**PROBLEM SET**
1. Answer these questions using the announcement about the notes consent solicitation.
(a) Until what time and date has the Consent Solicitation been extended?
(b) Among other things, what do the New Proposed Amendments restrict?
(c) Which firm is named as the Solicitation Agent?
2. Write out word for word the stretch of the announcement about the notes consent solicitation from "Holders of the Notes who" through "to this announcement.".

OKLAHOMA CITY, Nov. 3, 2015 (GLOBE NEWSWIRE) -- American Energy – Permian Basin, LLC ("AEPB" or "the Company"), an affiliate of American Energy Partners, LP, announced today that it and AEPB Finance Corporation ("Finance Corp.", and together with the Company, the "Issuers") have extended the expiration date for their previously announced solicitation of consents ("Consent Solicitation") from holders of the Issuers' outstanding 8.000% Senior Secured Second Lien Notes due 2020 (the "Notes") to approve amendments (the "Proposed Amendments") to the indenture governing the Notes (the "Indenture").

The Consent Solicitation, scheduled to expire at 5:00 p.m. New York City time on November 2, 2015, has been extended until 5:00 p.m., New York City time, on November 3, 2015.

The Company also announced certain additional amendments (the "New Proposed Amendments") to the consent solicitation statement, dated October 26, 2015 (as supplemented to date, the "Outdated Consent Solicitation Statement"), and the accompanying consent letter, dated October 26, 2015, previously distributed to eligible holders of the Notes. The New Proposed Amendments, among other things, restrict the flexibility for certain asset sales. A revised consent solicitation statement, dated November 3, 2015 (the "Consent Solicitation Statement"), which includes the New Proposed Amendments and supersedes in its entirety the Outdated Consent Solicitation Statement, was circulated to eligible holders on November 3, 2015.

Holders of the Notes who have previously delivered consents do not need to redeliver such consents or take any other action in response to this announcement.

Copies of the Consent Solicitation Statement, the consent letter and other related documents may be obtained from Global Bondholder Services Corporation, the Information and Tabulation Agent, at (866) 470-3800 (toll free). Holders of the Notes are urged to review the Consent Solicitation Statement and the consent letter for the detailed terms of the Consent Solicitation and the procedures for consenting to the Proposed Amendments and the New Proposed Amendments. Any persons with questions regarding the Consent Solicitation should contact the Solicitation Agent, Goldman, Sachs & Co., at (212) 902-6941 (collect) or (800) 828-3182 (toll free).

This announcement is for information purposes only and is neither an offer to sell nor a solicitation of an offer to buy any security. This announcement is also not a solicitation of consents with respect to the Proposed Amendments, the New Proposed Amendments or any securities. No recommendation is being made as to whether holders of Notes should consent to the Proposed Amendments and the New Proposed Amendments. The solicitation of consents is not being made in any jurisdiction in which, or to or from any person to or from whom, it is unlawful to make such solicitation under applicable state or foreign securities or "blue sky" laws.

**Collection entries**
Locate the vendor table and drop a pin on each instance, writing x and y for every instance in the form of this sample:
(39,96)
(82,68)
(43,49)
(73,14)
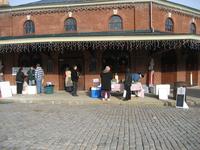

**EXERCISE ANSWERS**
1.
(a) Until 5:00 p.m., New York City time, on November 3, 2015.
(b) The flexibility for certain asset sales.
(c) Goldman, Sachs & Co.

2.
Holders of the Notes who have previously delivered consents do not need to redeliver such consents or take any other action in response to this announcement.